--- begin Provided text ---
Deputies will recollect that when that speech was made by the Taoiseach, the commodities subject to taxes were what we in this country regarded as the traditional tax revenue commodities: beer, tobacco, petrol, income tax, surtax and perhaps a few others. Compared with the proposal enshrined in this Bill, they were infinitesimal in number compared with the limitless range of commodities affected by this measure.
One of the objections which was expressed not merely by the trade concerned but by all those who have written or spoken on this matter is the indiscriminate nature of the tax. In fact, I notice from the booklet which was published—and I gather from discussions with trade representatives— that this is to be a free for all. This booklet on the turnover tax says at page 7:
There may be special problems for retailers dealing in pre-packaged goods and commodities sold in small quantities at standard prices. These problems are capable of solution by adjustment of quantities and prices and the Minister for Finance is actively seeking the co-operation of the trading interests concerned in the matter. Slight changes in standard prices or quantities may, therefore, be expected but each retailer will continue to be free to decide the prices he will charge.
I remember a few years ago, when the obligation to sell bread by weight was removed, the vociferous criticism by the present Government when in Opposition, the criticism that people were being sold goods below a certain weight. Since then we have had here a Prices Bill which has been consigned to the archives and we also have the Fair Trade Commission. The Fair Trade Commission regulations as well as the legislation make it obligatory on traders not to enter into any agreement with wholesalers to fix prices or to agree on any restrictive practices. Any suggestion similar to that contained in this booklet would be contrary to the principles of the Fair Trade Commission. We must decide now is it proposed to jettison the policy behind the Fair Trade Commission, to jettison the general agreement not only in this House but throughout the country that fair trading rules should operate because the proposal in this booklet and the indications given at discussions which these traders have had is that they can make some arrangement and some adjustment in weight.
I do not believe there is in any country that has not a decimal system a satisfactory method available for operating a purchase tax. Sweden is a country in which there are comparable taxes but in Sweden there is a suitable small value coin available because of the decimal system but in this country under the present sterling system it is impossible for traders selling goods to operate this tax. It is relatively easy to suggest that, where people pay a grocery bill at the end of the week, the bill can be totted up and the two-and-a-half per cent marked on it but the average individual does not confine his purchases to one purchase at the end of the week. Every household finds that it has to buy certain commodities at different times and in different quantities and so far as small sales of essential foodstuffs are concerned this tax will press at the same rate on those commodities as it will press on a television set or some other electrical gadget that is not in general use or essential.
--- end Provided text ---
--- begin Supplied data ---
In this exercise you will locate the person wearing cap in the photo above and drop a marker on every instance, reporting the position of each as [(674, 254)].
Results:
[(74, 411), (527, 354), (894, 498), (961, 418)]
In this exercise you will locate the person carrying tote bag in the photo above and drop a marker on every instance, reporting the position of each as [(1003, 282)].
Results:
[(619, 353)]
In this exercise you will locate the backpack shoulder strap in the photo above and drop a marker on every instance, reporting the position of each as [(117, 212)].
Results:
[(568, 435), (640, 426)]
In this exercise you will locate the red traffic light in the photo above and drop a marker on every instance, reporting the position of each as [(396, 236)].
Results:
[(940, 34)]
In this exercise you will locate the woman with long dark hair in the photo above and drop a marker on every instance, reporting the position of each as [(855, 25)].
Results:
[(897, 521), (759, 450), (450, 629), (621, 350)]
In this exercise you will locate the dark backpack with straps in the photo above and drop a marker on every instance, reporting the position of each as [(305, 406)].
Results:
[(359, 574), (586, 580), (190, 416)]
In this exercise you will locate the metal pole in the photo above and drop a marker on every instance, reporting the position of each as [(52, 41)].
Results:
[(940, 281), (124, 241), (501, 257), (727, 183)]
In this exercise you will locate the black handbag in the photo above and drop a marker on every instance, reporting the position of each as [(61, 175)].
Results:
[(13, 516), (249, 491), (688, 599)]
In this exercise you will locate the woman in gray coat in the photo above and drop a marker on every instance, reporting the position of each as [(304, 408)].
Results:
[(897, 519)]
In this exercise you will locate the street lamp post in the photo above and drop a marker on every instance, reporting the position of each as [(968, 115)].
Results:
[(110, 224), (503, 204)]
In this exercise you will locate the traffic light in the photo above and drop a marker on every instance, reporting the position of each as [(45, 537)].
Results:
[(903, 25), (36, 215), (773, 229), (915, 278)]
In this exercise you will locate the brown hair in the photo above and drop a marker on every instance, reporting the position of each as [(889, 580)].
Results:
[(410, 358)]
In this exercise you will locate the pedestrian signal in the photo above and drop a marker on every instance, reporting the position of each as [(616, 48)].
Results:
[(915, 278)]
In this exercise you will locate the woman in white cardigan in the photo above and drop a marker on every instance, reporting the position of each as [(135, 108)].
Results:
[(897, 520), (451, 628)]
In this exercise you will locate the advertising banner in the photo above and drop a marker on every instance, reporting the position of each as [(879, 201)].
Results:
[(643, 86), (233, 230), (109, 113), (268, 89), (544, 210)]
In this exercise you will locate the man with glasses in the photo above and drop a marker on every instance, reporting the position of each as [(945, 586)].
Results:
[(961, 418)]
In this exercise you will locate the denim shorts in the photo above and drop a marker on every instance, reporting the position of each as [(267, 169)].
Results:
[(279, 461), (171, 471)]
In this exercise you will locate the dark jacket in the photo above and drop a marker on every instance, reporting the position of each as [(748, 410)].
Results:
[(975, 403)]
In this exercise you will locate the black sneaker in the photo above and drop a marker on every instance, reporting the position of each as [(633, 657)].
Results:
--- end Supplied data ---
Requests:
A. The speech names what were regarded as the traditional tax revenue commodities. List each one.
B. According to the speech, which country has comparable taxes?
The items come from a separate source and have no connection to the speech.

Solution list:
A. beer, tobacco, petrol, income tax, surtax

B. Sweden